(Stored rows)
-=-=-=-=-

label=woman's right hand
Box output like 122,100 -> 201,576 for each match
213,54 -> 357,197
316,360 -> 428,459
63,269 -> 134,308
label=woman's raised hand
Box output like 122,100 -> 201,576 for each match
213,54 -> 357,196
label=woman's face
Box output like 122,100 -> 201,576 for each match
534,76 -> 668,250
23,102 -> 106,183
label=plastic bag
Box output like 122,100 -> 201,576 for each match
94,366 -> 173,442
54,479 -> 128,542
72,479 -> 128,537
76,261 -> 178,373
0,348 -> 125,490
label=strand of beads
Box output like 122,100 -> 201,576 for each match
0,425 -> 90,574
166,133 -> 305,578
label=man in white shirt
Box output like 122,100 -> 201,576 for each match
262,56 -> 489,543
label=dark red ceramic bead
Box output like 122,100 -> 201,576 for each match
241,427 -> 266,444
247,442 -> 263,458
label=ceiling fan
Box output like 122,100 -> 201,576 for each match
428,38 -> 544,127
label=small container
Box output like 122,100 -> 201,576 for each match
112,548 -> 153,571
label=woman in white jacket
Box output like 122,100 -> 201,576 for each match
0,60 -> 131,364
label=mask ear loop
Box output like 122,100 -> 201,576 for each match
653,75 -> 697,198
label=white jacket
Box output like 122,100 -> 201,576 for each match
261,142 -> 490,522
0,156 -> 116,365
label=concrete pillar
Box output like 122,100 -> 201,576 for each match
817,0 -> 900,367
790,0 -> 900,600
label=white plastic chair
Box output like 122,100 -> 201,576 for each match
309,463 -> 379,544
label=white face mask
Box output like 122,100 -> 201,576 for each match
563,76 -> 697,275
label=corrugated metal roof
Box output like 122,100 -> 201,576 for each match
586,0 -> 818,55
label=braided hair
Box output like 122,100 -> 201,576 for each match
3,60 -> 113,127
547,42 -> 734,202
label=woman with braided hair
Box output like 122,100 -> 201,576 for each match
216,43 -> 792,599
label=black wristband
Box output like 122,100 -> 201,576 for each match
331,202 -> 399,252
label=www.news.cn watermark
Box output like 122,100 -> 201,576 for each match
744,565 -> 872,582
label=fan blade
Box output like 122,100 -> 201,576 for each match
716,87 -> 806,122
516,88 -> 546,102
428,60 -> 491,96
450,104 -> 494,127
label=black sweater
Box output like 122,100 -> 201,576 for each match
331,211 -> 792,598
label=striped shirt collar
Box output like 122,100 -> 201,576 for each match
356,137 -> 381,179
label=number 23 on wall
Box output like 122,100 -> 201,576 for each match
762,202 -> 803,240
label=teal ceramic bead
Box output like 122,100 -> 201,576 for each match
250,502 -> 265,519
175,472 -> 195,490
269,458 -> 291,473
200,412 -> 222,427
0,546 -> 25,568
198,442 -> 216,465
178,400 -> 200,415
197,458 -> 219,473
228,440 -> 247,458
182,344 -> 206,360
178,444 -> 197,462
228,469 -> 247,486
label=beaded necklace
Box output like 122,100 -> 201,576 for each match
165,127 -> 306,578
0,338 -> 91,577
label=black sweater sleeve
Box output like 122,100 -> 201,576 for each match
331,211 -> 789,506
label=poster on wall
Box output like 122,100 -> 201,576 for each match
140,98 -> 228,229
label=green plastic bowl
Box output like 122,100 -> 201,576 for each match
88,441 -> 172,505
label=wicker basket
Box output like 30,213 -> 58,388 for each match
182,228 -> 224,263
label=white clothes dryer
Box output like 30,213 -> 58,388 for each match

-=-=-=-=-

▶ _Aim of the exercise_
Rewrite every line of the rows above as a JSON list of strings, one string per line, leaving out any blank lines.

▶ _Solution_
[
  "label=woman's right hand",
  "Box output like 122,100 -> 201,576 for each match",
  "213,54 -> 357,197",
  "316,360 -> 428,459",
  "63,269 -> 134,308",
  "label=woman's raised hand",
  "Box output like 122,100 -> 201,576 for each match",
  "213,54 -> 357,196",
  "label=woman's face",
  "Box output like 122,100 -> 201,576 for each match",
  "534,76 -> 668,250",
  "23,102 -> 106,183",
  "label=plastic bag",
  "Box output like 122,100 -> 201,576 for each match",
  "94,366 -> 173,442",
  "54,479 -> 128,542",
  "72,479 -> 128,537",
  "76,261 -> 178,373",
  "0,348 -> 125,490",
  "label=strand of beads",
  "Box output like 122,100 -> 201,576 for each match",
  "0,425 -> 90,574",
  "166,133 -> 305,578",
  "label=man in white shirt",
  "Box output like 122,100 -> 201,576 for each match",
  "262,56 -> 489,543",
  "label=dark red ceramic bead",
  "Box output like 122,100 -> 201,576 for each match",
  "241,427 -> 266,444",
  "247,442 -> 263,458",
  "label=ceiling fan",
  "Box output like 122,100 -> 201,576 for each match",
  "428,38 -> 544,127",
  "label=small container",
  "Box output like 122,100 -> 201,576 for each match",
  "112,548 -> 153,571",
  "label=woman in white jacket",
  "Box output like 122,100 -> 201,576 for each match",
  "0,60 -> 131,364",
  "label=mask ear loop",
  "Box output like 122,100 -> 201,576 for each match",
  "653,75 -> 697,198",
  "label=white jacket",
  "Box output like 122,100 -> 201,576 for each match",
  "261,142 -> 490,522",
  "0,156 -> 116,365",
  "label=concrete pillar",
  "Box output like 122,100 -> 201,576 for each match",
  "817,0 -> 900,367",
  "790,0 -> 900,600",
  "label=white plastic chair",
  "Box output like 122,100 -> 201,576 for each match",
  "309,463 -> 379,544",
  "label=white face mask",
  "Box output like 122,100 -> 201,576 for each match",
  "563,76 -> 697,275",
  "label=corrugated metal roof",
  "Box output like 122,100 -> 201,576 for each match",
  "586,0 -> 818,55",
  "label=braided hair",
  "Box output like 122,100 -> 201,576 for each match",
  "3,60 -> 113,127",
  "547,42 -> 734,202",
  "label=woman with braided hair",
  "Box output like 122,100 -> 201,576 for each match",
  "216,43 -> 792,599",
  "label=black wristband",
  "Box output like 122,100 -> 201,576 for each match",
  "331,202 -> 399,252",
  "label=www.news.cn watermark",
  "Box output like 122,100 -> 201,576 for each match",
  "744,565 -> 872,582",
  "label=fan blade",
  "Box output like 122,100 -> 201,576 for each match",
  "716,87 -> 806,122",
  "516,88 -> 546,102",
  "428,60 -> 491,96",
  "450,104 -> 494,127",
  "label=black sweater",
  "Box output like 122,100 -> 201,576 for each match",
  "331,211 -> 792,598",
  "label=striped shirt collar",
  "Box output like 122,100 -> 201,576 for each match",
  "356,137 -> 381,179",
  "label=number 23 on wall",
  "Box output like 122,100 -> 201,576 for each match",
  "762,202 -> 803,240",
  "label=teal ceramic bead",
  "Box output like 122,100 -> 201,576 for each match",
  "250,502 -> 265,519",
  "175,472 -> 195,490",
  "269,458 -> 291,473",
  "200,412 -> 222,427",
  "0,546 -> 25,568",
  "198,442 -> 216,465",
  "178,400 -> 200,415",
  "197,458 -> 219,473",
  "228,440 -> 247,458",
  "182,344 -> 206,360",
  "178,444 -> 197,462",
  "228,469 -> 247,486",
  "label=beaded necklace",
  "Box output like 122,100 -> 201,576 for each match",
  "165,127 -> 306,578",
  "0,338 -> 91,577",
  "label=black sweater sleeve",
  "Box output like 122,100 -> 201,576 for each match",
  "331,211 -> 789,506",
  "label=poster on wall",
  "Box output like 122,100 -> 201,576 for each match",
  "140,98 -> 228,229",
  "label=green plastic bowl",
  "Box output like 122,100 -> 201,576 for each match",
  "88,441 -> 172,505",
  "label=wicker basket",
  "Box output like 30,213 -> 58,388 for each match",
  "182,228 -> 224,263",
  "label=white clothes dryer",
  "Box output like 30,213 -> 58,388 for each match"
]